Speech by Argentine president Mauricio Macri

The 2018 opening of regular sessions of the National Congress of Argentina took place on 1 March, 2018. It was a speech delivered by president Mauricio Macri at the National Congress of Argentina.

==Contents and delivery==

===Economy===
Macri pointed that unemployment and inflation are decreasing in the country. He said that if he had made reforms too quickly it would have caused an economic crisis, and if he did not made reforms the country would have faced a crisis similar to the one in Venezuela.

===Education===
Macri commented that education in Argentina is in a poor state, citing the results of the "Aprender" exams. He considered that this would leave the new generations unprepared to access high quality jobs in the future. He criticised the unions of the sector, accusing them of neglecting the educative needs for political gain and only being concerned about wages.

■ **Questions**
• 1. Answer these from the text on Macri's 2018 speech:
(a) On what date did the 2018 opening of regular sessions of the National Congress of Argentina take place?
(b) Which country did Macri name when describing the crisis Argentina would have faced without reforms?
(c) The results of which exams did Macri cite about education in Argentina?
• 2. Pick up the text on Macri's 2018 speech after its last sentence and write a short continuation.
The records come from a source separate from the text on Macri's 2018 speech.

■ **Given entries**

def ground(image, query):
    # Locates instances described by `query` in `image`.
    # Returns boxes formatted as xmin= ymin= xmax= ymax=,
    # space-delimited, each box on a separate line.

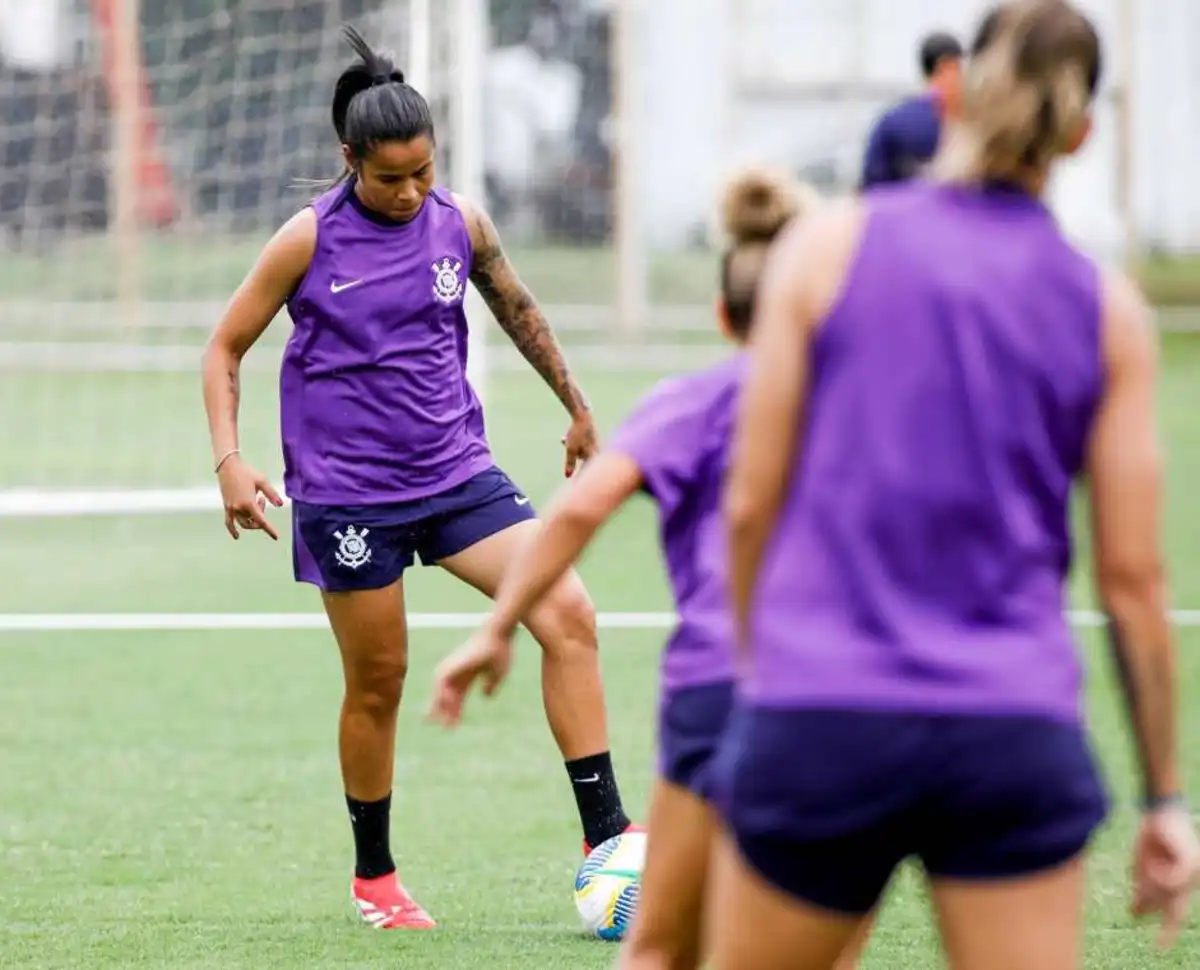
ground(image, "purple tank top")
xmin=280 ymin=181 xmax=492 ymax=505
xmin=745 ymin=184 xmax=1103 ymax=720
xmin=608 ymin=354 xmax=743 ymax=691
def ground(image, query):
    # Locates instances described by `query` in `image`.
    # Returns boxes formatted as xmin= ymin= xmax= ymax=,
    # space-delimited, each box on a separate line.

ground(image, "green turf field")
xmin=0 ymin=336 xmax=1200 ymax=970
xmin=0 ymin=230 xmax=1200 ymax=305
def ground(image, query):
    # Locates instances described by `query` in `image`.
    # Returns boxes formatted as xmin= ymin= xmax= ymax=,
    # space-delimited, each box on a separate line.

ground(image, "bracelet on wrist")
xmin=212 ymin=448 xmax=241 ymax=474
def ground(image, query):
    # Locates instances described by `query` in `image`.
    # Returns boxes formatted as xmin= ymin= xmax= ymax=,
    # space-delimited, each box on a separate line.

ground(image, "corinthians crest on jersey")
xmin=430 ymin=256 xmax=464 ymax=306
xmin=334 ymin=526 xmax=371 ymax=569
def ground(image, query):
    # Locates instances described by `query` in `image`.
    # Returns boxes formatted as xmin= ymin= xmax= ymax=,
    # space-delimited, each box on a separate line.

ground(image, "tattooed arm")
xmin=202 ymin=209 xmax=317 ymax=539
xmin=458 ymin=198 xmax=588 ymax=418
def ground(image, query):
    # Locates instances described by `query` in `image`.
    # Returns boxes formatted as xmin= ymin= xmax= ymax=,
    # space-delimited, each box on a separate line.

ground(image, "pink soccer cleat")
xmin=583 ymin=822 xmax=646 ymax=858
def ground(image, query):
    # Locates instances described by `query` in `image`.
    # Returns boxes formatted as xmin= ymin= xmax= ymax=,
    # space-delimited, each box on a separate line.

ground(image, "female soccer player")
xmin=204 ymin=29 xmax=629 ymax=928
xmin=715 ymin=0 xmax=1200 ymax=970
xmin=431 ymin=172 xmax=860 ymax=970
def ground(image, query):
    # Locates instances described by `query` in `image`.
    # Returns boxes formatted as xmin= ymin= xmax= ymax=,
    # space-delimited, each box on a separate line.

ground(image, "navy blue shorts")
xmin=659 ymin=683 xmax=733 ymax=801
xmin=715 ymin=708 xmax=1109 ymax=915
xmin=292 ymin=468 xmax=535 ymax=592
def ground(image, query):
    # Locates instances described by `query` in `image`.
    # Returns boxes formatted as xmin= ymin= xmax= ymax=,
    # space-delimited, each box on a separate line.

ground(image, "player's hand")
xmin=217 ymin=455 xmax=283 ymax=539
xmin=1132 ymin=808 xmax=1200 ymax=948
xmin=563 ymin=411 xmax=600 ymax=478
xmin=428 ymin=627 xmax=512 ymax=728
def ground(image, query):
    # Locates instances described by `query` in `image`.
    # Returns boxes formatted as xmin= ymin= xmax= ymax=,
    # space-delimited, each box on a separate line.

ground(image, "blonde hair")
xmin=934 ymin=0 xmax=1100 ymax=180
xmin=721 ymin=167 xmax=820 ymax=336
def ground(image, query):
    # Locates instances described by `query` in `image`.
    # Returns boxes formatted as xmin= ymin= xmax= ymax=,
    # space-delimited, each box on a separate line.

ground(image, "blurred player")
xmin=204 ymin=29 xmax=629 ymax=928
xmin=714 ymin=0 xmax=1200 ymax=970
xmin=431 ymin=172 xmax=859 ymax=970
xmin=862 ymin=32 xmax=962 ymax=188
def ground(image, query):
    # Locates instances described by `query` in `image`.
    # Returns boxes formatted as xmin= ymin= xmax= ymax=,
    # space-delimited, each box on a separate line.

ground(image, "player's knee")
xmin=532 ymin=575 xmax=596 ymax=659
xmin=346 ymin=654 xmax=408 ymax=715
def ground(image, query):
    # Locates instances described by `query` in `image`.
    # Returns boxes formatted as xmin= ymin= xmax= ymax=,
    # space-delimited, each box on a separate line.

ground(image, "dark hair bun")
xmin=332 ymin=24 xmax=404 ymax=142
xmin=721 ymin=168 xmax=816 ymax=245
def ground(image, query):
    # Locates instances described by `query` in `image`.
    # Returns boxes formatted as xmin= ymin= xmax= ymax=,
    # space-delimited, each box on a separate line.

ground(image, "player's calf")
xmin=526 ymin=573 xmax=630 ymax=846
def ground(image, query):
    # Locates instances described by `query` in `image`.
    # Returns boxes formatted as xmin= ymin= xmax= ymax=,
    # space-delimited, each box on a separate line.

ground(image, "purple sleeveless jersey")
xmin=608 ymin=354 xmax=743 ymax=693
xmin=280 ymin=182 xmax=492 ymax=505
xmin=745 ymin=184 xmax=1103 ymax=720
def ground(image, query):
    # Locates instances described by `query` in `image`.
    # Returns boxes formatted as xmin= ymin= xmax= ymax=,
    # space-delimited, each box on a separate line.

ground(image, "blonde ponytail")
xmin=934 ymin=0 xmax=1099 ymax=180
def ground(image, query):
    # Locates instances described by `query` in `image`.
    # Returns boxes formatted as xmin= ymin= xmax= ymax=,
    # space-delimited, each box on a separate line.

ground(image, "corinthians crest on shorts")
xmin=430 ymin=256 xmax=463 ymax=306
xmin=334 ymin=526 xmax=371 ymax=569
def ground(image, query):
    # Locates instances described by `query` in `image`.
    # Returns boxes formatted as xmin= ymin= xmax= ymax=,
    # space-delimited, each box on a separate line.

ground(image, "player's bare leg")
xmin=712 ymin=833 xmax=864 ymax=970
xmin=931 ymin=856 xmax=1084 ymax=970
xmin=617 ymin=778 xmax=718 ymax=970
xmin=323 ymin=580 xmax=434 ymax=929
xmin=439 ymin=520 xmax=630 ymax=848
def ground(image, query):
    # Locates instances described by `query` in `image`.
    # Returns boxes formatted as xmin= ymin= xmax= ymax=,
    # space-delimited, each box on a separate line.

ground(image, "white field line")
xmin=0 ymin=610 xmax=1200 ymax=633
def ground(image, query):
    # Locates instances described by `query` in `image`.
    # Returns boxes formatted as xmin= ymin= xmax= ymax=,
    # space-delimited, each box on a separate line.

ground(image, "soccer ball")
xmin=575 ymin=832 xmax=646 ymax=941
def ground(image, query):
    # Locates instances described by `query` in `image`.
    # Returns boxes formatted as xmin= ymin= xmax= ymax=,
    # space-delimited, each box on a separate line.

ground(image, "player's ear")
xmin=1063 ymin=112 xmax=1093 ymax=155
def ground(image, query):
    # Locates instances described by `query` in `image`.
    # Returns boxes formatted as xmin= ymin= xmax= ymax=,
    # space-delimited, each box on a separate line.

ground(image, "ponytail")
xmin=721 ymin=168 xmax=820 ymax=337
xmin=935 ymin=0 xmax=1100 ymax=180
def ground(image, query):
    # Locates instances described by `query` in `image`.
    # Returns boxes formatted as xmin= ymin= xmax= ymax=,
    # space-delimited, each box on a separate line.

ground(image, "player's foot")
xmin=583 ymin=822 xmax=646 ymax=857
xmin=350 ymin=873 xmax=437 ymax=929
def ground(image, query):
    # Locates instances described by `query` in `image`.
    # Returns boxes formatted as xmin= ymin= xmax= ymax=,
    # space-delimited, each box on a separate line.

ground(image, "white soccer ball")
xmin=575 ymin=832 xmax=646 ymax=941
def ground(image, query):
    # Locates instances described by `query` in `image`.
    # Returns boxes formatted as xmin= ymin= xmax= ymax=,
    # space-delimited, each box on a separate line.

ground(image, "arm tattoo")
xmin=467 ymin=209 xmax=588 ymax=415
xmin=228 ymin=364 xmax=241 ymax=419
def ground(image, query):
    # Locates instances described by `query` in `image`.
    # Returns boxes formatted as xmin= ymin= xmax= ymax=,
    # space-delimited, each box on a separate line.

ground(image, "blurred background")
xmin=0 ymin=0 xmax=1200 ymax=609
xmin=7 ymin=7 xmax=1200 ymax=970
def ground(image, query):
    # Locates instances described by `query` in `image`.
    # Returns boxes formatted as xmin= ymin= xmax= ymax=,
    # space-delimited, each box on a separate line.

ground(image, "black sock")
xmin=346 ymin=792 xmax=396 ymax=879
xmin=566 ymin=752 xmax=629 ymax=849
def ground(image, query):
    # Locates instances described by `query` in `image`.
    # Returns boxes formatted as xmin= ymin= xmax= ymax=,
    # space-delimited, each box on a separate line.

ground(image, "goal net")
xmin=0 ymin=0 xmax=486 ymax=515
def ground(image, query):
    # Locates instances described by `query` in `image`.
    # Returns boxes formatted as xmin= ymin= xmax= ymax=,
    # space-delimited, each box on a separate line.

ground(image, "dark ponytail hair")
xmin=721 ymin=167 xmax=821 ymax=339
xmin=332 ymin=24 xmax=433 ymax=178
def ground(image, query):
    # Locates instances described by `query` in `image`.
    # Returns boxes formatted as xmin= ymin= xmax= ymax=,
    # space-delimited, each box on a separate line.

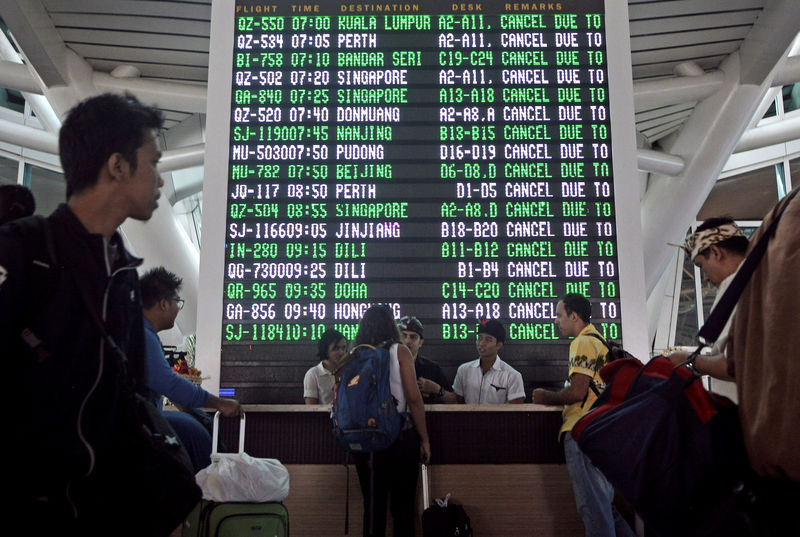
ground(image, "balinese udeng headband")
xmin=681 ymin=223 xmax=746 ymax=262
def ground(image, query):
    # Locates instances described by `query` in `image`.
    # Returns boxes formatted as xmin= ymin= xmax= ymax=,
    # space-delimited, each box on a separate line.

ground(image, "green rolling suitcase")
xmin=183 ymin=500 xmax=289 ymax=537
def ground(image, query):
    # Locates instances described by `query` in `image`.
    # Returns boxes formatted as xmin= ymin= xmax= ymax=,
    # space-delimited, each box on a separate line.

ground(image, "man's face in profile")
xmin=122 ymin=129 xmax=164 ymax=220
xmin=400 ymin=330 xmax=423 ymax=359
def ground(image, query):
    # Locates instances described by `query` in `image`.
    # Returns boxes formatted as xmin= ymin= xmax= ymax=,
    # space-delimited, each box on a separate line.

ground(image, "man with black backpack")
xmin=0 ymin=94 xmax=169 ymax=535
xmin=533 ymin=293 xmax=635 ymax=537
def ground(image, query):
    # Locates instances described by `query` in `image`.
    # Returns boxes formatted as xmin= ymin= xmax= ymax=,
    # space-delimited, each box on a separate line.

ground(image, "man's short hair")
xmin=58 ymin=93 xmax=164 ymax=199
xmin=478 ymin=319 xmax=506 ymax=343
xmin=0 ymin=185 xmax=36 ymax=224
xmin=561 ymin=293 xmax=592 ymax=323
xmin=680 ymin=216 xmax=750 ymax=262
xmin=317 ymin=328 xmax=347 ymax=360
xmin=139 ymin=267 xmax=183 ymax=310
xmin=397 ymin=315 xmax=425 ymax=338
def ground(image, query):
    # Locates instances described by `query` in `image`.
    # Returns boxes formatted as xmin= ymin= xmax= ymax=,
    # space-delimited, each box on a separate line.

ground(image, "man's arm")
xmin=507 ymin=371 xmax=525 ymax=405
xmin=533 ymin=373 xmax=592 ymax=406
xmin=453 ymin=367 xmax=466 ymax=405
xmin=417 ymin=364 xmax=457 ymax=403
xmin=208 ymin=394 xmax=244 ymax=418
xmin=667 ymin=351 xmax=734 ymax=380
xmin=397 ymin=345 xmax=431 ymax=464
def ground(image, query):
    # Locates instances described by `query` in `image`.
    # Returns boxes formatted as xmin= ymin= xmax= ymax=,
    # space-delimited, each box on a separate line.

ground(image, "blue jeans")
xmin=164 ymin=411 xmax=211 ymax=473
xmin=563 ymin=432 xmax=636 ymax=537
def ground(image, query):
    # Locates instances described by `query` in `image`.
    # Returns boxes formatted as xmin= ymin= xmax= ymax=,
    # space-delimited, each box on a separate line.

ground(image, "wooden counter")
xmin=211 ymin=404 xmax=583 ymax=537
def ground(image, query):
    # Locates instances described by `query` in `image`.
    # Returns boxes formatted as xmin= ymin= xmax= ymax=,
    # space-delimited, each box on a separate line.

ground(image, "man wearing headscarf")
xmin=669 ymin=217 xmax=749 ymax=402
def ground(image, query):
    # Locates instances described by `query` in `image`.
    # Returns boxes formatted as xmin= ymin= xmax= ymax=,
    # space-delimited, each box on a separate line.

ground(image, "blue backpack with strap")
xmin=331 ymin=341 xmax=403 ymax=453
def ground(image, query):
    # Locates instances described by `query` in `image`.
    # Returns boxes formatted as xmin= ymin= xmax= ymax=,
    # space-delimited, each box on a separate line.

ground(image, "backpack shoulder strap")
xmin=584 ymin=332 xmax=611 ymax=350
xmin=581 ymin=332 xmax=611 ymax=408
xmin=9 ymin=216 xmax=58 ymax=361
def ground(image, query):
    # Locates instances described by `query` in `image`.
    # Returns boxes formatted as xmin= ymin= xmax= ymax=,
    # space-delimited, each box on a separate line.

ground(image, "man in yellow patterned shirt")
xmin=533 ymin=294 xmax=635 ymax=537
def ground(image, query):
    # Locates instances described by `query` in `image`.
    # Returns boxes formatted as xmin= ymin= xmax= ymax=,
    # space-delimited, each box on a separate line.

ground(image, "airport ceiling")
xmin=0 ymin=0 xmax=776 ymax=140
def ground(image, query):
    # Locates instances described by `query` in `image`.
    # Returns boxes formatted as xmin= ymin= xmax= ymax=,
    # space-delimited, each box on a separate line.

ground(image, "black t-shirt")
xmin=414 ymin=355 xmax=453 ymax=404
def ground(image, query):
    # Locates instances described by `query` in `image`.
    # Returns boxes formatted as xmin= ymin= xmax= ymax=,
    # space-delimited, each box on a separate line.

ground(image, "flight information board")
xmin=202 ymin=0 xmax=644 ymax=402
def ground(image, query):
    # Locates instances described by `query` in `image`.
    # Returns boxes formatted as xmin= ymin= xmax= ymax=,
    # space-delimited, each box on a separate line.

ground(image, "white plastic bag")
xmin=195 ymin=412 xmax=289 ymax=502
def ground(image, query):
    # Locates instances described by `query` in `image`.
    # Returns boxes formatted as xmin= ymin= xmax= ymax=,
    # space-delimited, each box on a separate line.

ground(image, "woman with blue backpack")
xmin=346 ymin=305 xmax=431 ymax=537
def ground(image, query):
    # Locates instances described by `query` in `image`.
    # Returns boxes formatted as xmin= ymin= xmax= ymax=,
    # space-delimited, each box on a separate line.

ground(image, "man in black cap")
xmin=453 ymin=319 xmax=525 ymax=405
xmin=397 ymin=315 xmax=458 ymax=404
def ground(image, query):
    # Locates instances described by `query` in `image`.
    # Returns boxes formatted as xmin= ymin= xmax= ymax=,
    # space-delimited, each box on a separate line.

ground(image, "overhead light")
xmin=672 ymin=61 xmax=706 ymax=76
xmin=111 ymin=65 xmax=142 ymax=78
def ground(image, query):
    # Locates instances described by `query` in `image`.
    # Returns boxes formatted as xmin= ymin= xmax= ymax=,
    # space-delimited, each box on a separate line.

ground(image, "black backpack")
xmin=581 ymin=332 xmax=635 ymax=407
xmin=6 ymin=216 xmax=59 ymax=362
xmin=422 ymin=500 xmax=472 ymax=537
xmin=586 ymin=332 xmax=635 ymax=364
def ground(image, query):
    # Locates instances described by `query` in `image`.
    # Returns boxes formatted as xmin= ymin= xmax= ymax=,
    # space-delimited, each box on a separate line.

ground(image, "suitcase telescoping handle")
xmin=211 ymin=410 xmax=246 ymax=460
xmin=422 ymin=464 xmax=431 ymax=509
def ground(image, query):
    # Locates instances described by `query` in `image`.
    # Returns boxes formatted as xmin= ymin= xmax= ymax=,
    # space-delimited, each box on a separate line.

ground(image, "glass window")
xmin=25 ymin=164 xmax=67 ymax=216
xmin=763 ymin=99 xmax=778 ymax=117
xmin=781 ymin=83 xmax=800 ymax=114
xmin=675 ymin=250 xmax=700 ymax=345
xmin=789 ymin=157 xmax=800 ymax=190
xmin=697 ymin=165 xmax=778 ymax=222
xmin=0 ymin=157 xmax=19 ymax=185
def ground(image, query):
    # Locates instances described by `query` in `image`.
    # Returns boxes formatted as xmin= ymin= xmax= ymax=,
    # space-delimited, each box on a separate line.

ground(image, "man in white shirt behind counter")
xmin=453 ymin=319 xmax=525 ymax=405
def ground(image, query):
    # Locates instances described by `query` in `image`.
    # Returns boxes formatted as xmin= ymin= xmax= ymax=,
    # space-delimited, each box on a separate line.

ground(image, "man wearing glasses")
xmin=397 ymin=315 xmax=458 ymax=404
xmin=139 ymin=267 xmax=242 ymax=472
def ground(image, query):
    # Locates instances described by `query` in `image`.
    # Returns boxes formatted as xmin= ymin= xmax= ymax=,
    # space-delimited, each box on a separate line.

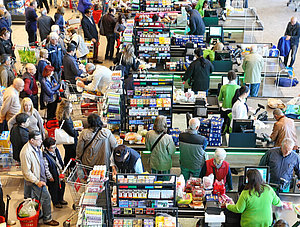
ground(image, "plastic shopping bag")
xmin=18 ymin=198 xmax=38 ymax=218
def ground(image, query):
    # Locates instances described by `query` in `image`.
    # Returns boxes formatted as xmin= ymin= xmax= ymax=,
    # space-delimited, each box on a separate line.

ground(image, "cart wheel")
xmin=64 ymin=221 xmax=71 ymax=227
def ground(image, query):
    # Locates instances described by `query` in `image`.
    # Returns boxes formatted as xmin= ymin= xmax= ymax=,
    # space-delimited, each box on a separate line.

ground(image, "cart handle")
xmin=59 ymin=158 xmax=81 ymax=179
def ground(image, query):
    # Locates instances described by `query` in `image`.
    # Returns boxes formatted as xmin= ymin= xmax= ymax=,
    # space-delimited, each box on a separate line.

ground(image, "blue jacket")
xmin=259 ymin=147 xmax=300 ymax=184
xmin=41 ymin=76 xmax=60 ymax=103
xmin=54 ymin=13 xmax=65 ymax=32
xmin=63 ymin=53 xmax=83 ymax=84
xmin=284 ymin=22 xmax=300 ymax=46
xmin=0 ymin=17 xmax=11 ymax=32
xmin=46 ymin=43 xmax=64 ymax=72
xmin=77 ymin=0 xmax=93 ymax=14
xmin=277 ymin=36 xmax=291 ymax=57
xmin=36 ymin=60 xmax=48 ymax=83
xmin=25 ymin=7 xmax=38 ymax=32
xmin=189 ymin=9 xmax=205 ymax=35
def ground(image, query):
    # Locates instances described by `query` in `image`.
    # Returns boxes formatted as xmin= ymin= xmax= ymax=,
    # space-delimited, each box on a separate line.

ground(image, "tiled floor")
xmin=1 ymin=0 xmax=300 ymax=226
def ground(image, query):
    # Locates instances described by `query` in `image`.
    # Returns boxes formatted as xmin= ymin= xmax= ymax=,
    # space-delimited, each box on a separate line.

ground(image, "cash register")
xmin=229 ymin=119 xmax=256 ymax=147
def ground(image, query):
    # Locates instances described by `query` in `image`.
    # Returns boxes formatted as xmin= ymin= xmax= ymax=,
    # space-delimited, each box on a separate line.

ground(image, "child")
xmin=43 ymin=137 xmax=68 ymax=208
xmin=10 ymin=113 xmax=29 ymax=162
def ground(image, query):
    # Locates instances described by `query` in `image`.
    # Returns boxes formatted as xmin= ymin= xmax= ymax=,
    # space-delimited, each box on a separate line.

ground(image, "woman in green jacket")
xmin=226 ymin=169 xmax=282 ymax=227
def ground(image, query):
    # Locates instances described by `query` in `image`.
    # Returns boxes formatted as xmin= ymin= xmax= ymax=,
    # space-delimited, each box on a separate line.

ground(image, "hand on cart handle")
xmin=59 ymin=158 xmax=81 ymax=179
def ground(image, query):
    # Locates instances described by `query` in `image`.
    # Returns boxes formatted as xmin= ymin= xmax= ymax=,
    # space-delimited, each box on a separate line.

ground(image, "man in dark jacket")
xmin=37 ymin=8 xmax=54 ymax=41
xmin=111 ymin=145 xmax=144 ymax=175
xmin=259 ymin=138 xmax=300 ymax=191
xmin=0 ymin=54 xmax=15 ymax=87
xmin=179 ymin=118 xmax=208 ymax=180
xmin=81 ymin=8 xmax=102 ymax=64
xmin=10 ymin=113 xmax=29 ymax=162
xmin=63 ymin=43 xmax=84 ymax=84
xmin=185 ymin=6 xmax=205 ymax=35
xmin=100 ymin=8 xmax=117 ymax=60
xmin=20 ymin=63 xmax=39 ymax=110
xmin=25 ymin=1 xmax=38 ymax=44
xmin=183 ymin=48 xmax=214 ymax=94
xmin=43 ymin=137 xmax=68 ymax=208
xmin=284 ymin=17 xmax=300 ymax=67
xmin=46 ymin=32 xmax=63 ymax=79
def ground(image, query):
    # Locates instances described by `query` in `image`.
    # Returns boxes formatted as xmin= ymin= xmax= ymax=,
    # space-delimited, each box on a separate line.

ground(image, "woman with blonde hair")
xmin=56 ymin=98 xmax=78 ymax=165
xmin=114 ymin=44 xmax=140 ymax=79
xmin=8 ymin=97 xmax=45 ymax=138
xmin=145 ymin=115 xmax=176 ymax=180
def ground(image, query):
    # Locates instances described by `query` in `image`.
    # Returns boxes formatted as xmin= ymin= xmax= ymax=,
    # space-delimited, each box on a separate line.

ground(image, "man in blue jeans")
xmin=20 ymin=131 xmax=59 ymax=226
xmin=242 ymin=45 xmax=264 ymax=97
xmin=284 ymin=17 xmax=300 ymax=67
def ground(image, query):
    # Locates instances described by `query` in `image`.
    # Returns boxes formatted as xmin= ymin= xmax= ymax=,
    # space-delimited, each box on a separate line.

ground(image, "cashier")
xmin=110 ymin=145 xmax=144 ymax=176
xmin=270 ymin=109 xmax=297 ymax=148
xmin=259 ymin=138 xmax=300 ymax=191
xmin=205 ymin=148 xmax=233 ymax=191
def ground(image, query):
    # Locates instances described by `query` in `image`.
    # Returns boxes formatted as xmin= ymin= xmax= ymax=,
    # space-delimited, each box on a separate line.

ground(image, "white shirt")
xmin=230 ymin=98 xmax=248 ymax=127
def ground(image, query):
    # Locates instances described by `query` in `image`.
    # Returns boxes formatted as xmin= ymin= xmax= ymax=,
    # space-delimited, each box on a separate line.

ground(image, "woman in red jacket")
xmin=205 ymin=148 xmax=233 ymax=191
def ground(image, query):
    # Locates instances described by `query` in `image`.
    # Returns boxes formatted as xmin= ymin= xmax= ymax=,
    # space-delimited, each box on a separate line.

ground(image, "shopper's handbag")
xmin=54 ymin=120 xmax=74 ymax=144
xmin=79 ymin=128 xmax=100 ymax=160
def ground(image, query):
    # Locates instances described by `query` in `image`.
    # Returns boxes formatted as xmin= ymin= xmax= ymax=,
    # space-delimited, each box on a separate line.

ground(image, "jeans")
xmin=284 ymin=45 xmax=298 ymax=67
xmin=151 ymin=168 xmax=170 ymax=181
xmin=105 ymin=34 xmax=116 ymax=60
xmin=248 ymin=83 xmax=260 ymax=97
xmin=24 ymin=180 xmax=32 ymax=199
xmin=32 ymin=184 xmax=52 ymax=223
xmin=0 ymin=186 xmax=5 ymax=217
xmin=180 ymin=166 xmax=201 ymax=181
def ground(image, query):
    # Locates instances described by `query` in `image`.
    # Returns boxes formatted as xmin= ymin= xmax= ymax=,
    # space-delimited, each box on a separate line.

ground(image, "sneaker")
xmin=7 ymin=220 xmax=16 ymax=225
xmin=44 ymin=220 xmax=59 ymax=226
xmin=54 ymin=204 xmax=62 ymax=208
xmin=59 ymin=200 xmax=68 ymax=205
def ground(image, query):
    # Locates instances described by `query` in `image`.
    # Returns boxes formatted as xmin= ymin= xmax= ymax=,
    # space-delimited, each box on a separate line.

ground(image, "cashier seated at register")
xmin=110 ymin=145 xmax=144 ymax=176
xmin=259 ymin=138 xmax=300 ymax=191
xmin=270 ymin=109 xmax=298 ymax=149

■ **Expected results**
• 1.
(a) 1 March, 2018
(b) Venezuela
(c) The "Aprender" exams

• 2.
===Crime===
The president pointed that the country has a clear strategy for dealing with illegal drug trade, which would be bearing fruit. He also called to update the penal code. As for crime in general, he rejected both police brutality and pro-crime policies as viable solutions.

===Abortion===
Although Macri defined himself as "pro-life", he encouraged the Congress to have an abortion debate and discuss a potential abortion law.

==Responses==
Former president Eduardo Duhalde criticised Macri and considered that his government does not seek enough political consensus for its actions. Former president and then senator Cristina Fernández de Kirchner and her son, deputy Máximo Kirchner, did not attend the ceremony, and stayed at their home in Calafate.